[Pointing dataset records]

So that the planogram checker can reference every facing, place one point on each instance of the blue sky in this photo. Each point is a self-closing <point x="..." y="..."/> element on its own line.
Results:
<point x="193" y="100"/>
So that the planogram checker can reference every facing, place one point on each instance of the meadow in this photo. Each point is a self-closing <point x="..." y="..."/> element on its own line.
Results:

The request:
Can you reproduce all of the records above word for word, including each "Results:" line and the point lines under it?

Written reply:
So that the planogram checker can reference every facing, place one point on each instance of the blue sky in this photo. Each point is a self-closing <point x="..." y="..."/> element on its own line.
Results:
<point x="193" y="100"/>
So that the planogram checker can reference every facing, place one point on each instance of the meadow in this photo. Each point is a self-closing <point x="..." y="..."/> element on its own line.
Results:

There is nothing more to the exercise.